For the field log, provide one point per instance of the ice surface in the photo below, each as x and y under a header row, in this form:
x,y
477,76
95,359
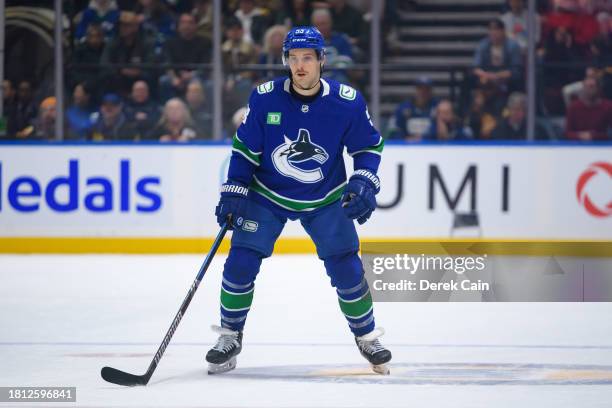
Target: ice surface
x,y
62,318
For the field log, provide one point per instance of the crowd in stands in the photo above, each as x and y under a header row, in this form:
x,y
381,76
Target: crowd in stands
x,y
574,77
141,70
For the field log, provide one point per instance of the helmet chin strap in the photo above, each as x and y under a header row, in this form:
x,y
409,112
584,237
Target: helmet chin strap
x,y
298,86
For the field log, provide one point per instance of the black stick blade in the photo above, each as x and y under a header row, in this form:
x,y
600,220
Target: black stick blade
x,y
119,377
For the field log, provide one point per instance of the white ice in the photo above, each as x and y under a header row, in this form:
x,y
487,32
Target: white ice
x,y
62,318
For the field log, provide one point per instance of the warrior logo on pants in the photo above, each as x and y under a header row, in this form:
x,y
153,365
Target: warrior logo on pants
x,y
286,155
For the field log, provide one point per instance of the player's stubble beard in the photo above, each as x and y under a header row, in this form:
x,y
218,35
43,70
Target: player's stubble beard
x,y
307,87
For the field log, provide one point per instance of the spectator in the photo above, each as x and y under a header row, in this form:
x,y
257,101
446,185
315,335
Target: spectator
x,y
25,110
155,20
590,116
203,13
514,125
338,50
89,53
199,110
413,117
572,91
347,19
237,52
9,105
185,48
175,125
100,12
498,60
130,47
272,52
141,111
255,21
483,113
43,127
517,23
559,48
446,125
112,124
79,115
296,13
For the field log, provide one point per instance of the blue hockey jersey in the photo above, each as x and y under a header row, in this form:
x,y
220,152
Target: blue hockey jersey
x,y
290,152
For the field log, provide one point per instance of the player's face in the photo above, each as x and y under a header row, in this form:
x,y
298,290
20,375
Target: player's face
x,y
304,66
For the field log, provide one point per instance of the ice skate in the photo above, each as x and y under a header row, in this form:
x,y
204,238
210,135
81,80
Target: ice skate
x,y
222,357
370,347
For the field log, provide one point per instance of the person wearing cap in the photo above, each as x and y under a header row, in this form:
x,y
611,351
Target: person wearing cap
x,y
103,13
498,60
236,52
130,48
338,49
413,117
43,127
140,109
112,124
446,125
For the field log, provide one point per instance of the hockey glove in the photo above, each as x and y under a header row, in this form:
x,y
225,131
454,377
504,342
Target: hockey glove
x,y
359,198
232,204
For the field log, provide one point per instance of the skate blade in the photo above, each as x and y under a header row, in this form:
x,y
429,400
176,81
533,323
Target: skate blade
x,y
222,368
381,369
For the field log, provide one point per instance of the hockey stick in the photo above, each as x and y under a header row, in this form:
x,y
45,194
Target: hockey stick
x,y
119,377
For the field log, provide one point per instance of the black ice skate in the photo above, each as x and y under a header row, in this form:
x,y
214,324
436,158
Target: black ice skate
x,y
222,357
373,351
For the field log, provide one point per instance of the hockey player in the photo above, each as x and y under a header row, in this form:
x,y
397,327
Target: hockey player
x,y
287,164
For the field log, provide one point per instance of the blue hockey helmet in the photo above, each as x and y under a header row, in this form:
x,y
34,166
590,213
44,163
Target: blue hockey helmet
x,y
303,37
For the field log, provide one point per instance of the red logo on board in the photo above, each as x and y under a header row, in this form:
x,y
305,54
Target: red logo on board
x,y
595,209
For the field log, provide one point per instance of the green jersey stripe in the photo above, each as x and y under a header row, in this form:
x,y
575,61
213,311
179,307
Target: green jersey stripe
x,y
297,205
357,309
376,149
231,301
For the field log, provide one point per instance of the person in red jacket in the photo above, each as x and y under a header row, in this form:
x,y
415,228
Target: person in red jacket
x,y
590,116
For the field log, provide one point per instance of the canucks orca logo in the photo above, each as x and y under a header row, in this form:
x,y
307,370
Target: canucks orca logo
x,y
296,151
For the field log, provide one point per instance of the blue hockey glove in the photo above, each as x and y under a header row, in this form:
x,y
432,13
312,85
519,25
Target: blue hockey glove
x,y
359,198
232,204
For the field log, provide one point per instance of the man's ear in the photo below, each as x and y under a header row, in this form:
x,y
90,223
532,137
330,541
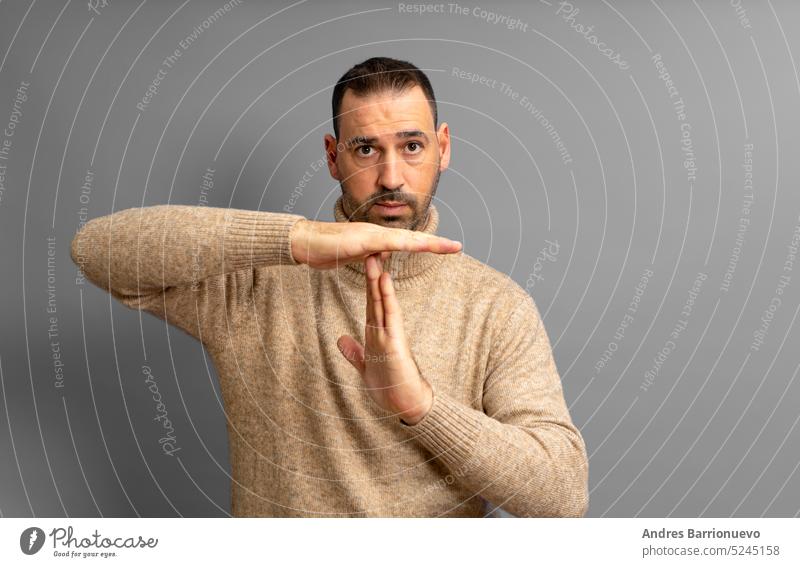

_EXERCISE DIRECTIONS_
Nothing but a number is expected: the tally of lines in the records that include the word "below".

_ANSWER AREA_
2